Records to use:

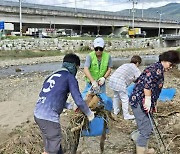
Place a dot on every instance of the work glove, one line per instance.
(101, 81)
(147, 103)
(94, 85)
(69, 106)
(91, 116)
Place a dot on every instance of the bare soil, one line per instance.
(19, 134)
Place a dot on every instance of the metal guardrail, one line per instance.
(84, 11)
(171, 37)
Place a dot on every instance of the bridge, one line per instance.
(80, 20)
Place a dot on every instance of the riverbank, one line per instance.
(19, 94)
(124, 53)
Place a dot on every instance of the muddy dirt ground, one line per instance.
(19, 134)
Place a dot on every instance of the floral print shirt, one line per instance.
(152, 78)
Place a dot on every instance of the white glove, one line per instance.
(91, 116)
(147, 103)
(101, 81)
(94, 85)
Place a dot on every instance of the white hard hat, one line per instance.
(98, 42)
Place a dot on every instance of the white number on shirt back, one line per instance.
(51, 83)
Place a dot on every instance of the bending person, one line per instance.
(145, 94)
(52, 101)
(119, 81)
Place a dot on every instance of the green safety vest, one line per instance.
(94, 69)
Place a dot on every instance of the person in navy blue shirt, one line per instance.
(145, 94)
(52, 101)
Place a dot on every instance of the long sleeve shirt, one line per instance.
(152, 78)
(54, 93)
(124, 76)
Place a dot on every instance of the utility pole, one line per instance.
(20, 17)
(159, 31)
(133, 11)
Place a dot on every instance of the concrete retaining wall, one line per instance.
(66, 45)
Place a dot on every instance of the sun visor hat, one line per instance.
(98, 42)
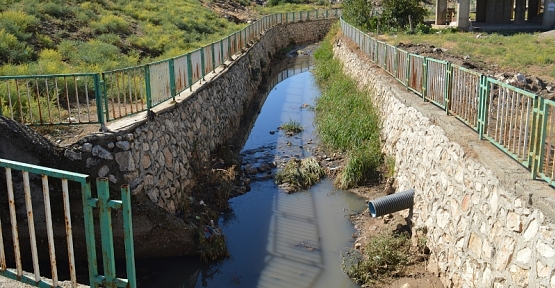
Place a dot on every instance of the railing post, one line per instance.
(213, 58)
(483, 106)
(89, 233)
(148, 88)
(98, 96)
(107, 241)
(190, 71)
(128, 236)
(407, 72)
(539, 130)
(424, 78)
(172, 78)
(448, 85)
(202, 64)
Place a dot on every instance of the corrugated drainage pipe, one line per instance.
(391, 203)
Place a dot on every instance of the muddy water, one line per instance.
(275, 239)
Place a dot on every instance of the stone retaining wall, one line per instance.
(487, 223)
(155, 157)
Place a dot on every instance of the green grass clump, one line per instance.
(523, 52)
(300, 174)
(347, 120)
(291, 127)
(384, 256)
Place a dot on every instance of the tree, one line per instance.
(357, 12)
(396, 13)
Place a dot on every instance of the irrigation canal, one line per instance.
(275, 239)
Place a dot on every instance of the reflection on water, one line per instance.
(276, 239)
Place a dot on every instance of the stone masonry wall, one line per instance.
(155, 157)
(486, 222)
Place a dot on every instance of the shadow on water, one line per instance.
(274, 239)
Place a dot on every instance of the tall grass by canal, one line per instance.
(346, 118)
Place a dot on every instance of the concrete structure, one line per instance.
(487, 224)
(158, 158)
(516, 12)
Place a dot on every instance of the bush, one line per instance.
(12, 50)
(396, 13)
(357, 12)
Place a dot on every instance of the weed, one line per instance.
(291, 127)
(384, 256)
(346, 119)
(390, 166)
(300, 174)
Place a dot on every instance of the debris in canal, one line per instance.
(299, 174)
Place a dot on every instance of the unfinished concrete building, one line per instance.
(516, 12)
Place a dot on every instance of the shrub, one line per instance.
(396, 13)
(357, 12)
(12, 50)
(18, 23)
(110, 23)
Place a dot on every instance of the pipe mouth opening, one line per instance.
(372, 209)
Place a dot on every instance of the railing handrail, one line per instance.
(518, 122)
(53, 99)
(104, 205)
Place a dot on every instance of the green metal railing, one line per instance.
(518, 122)
(103, 204)
(99, 98)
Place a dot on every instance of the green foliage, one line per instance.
(384, 256)
(396, 13)
(300, 174)
(278, 2)
(12, 50)
(110, 24)
(346, 119)
(18, 23)
(357, 12)
(292, 126)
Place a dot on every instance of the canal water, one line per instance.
(275, 239)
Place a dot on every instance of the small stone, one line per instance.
(544, 250)
(513, 222)
(72, 155)
(123, 145)
(523, 256)
(519, 275)
(112, 179)
(103, 171)
(87, 147)
(475, 244)
(100, 152)
(92, 162)
(125, 161)
(145, 161)
(129, 137)
(520, 78)
(541, 269)
(531, 231)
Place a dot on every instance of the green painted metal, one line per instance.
(539, 129)
(89, 232)
(424, 78)
(482, 108)
(202, 65)
(98, 96)
(172, 78)
(128, 236)
(107, 242)
(50, 172)
(190, 71)
(148, 91)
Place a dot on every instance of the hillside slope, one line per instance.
(58, 36)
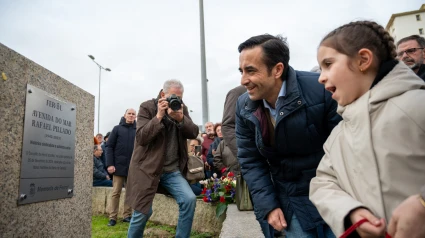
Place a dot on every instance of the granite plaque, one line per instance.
(48, 150)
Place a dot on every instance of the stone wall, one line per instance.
(70, 217)
(165, 210)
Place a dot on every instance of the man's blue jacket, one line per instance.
(278, 172)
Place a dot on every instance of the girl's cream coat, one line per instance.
(375, 157)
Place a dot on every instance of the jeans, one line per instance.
(118, 183)
(179, 188)
(295, 230)
(102, 183)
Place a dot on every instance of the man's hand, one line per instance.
(408, 219)
(111, 169)
(176, 115)
(374, 227)
(276, 219)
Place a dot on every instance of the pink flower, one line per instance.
(222, 199)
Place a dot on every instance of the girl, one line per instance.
(375, 158)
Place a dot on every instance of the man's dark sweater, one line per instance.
(421, 72)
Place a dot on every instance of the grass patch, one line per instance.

Required task:
Extract the stretch of the listing from the line containing "Place a dot on every instance of the man's blue" through the end of the listing, both ends included, and reproduce each line without any change.

The result:
Place a dot on every instance of the man's blue jacket, one line per instance.
(278, 172)
Place a dot on every instance of the girl's cream coat, one line per instance.
(375, 157)
Place a dot on every instance of the jeans, one line per instance.
(118, 183)
(179, 188)
(295, 230)
(102, 183)
Place a dot on every instance of the man's hand, one line per instance.
(408, 219)
(111, 169)
(176, 115)
(374, 227)
(276, 219)
Place a dot on every instance of the pink flower, one line per instance.
(222, 199)
Place a dot on every instance of the girl, one line per instance.
(375, 158)
Place a dot on every instance of the man's dark sweater, one line per instance.
(421, 72)
Place a dot on every instance of the grass patch, one line per instance.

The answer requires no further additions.